** Your objective **
Tally the lines in the listing below that contain the string "clicks", with case counting. Reply with the number alone.

** Provided entries **
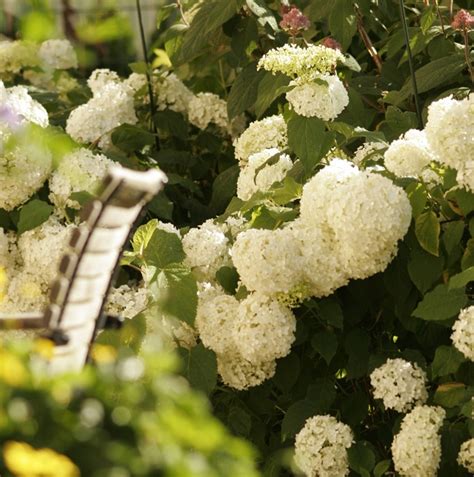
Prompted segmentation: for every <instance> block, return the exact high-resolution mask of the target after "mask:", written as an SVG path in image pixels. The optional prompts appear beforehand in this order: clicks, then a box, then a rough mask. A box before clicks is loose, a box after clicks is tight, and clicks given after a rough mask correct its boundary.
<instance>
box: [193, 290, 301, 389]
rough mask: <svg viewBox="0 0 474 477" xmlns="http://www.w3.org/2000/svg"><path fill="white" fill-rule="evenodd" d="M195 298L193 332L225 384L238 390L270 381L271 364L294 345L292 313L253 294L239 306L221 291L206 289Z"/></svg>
mask: <svg viewBox="0 0 474 477" xmlns="http://www.w3.org/2000/svg"><path fill="white" fill-rule="evenodd" d="M198 297H199V301H198V310H197V315H196V327H197V330H198V332H199V336H200V338H201V340H202V342H203V344H204V346H206V347H207V348H210V349H212V350H213V351H214V352H215V353H216V355H217V365H218V372H219V375H220V376H221V379H222V380H223V382H224V383H225V384H226V385H228V386H230V387H232V388H235V389H239V390H242V389H248V388H250V387H253V386H258V385H259V384H261V383H262V382H263V381H265V380H266V379H269V378H270V377H272V376H273V374H274V373H275V367H276V364H275V359H277V358H280V357H283V356H286V355H287V354H288V353H289V352H290V348H291V344H292V343H293V341H294V339H295V337H294V333H295V329H296V319H295V317H294V315H293V313H292V312H291V311H290V310H289V309H288V308H286V307H285V306H283V305H281V304H280V303H278V301H276V300H275V299H272V298H270V297H268V296H264V295H259V294H256V293H252V294H250V295H248V296H247V298H245V299H244V300H242V301H240V302H239V301H238V300H237V299H236V298H235V297H233V296H231V295H227V294H226V293H225V292H224V291H223V290H222V288H220V287H219V286H217V287H215V286H209V285H207V286H204V287H203V290H201V291H200V292H199V295H198Z"/></svg>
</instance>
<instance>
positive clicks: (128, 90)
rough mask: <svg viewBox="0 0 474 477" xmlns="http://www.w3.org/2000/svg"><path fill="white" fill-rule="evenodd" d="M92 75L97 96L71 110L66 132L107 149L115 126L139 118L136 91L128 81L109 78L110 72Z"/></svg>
mask: <svg viewBox="0 0 474 477" xmlns="http://www.w3.org/2000/svg"><path fill="white" fill-rule="evenodd" d="M104 77H105V79H104ZM112 77H113V75H112ZM91 78H92V81H91V85H92V86H91V87H92V88H93V97H92V98H91V99H90V100H89V101H88V102H87V103H85V104H82V105H80V106H79V107H77V108H76V109H74V110H73V111H72V112H71V114H70V116H69V118H68V120H67V124H66V132H67V133H68V134H69V135H70V136H71V137H72V138H73V139H74V140H76V141H78V142H80V143H85V144H87V143H94V142H97V143H98V146H99V147H100V148H102V149H107V148H110V147H111V145H112V142H111V131H112V130H113V129H114V128H116V127H118V126H120V125H121V124H125V123H128V124H136V123H137V121H138V118H137V116H136V114H135V108H134V98H133V95H134V91H133V90H132V89H131V88H130V87H129V86H128V85H127V84H126V83H125V82H116V81H113V80H108V79H107V78H108V76H107V75H103V74H96V73H92V75H91ZM99 85H102V87H100V86H99Z"/></svg>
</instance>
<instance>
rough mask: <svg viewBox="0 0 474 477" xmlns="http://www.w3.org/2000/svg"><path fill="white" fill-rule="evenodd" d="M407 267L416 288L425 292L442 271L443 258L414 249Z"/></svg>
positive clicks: (420, 250) (434, 280) (443, 259)
mask: <svg viewBox="0 0 474 477" xmlns="http://www.w3.org/2000/svg"><path fill="white" fill-rule="evenodd" d="M407 268H408V274H409V275H410V279H411V281H412V282H413V283H414V284H415V286H416V288H418V290H420V292H421V293H426V292H427V291H428V290H429V289H430V288H431V286H432V285H433V283H435V282H436V280H438V279H439V277H440V276H441V274H442V273H443V268H444V258H443V257H435V256H433V255H431V254H429V253H427V252H425V251H424V250H422V249H418V250H414V251H413V252H412V254H411V259H410V261H409V262H408V267H407Z"/></svg>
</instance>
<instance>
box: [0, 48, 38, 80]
mask: <svg viewBox="0 0 474 477" xmlns="http://www.w3.org/2000/svg"><path fill="white" fill-rule="evenodd" d="M37 53H38V47H37V46H36V45H35V44H33V43H28V42H25V41H21V40H18V41H0V77H8V76H9V75H12V74H17V73H19V72H20V71H21V70H22V68H25V67H33V66H37V65H38V54H37Z"/></svg>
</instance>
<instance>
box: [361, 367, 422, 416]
mask: <svg viewBox="0 0 474 477" xmlns="http://www.w3.org/2000/svg"><path fill="white" fill-rule="evenodd" d="M370 383H371V385H372V387H373V388H374V391H373V394H374V397H375V398H376V399H382V400H383V404H384V406H385V408H386V409H395V410H396V411H398V412H407V411H409V410H410V409H411V408H412V407H413V406H415V405H420V404H424V403H425V402H426V400H427V399H428V392H427V390H426V373H425V372H424V371H423V370H422V369H421V368H420V367H419V366H418V365H417V364H413V363H410V362H408V361H405V360H404V359H400V358H396V359H388V360H387V361H386V362H385V364H383V365H382V366H379V367H378V368H377V369H375V370H374V371H372V373H371V375H370Z"/></svg>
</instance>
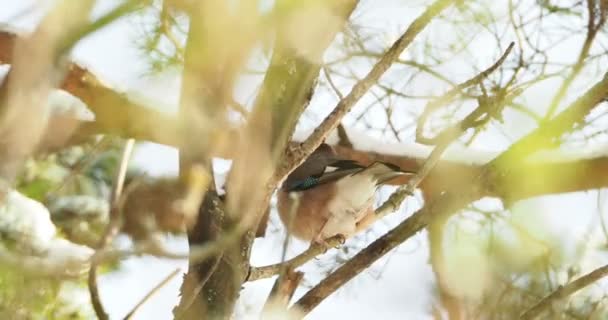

** Answer space **
3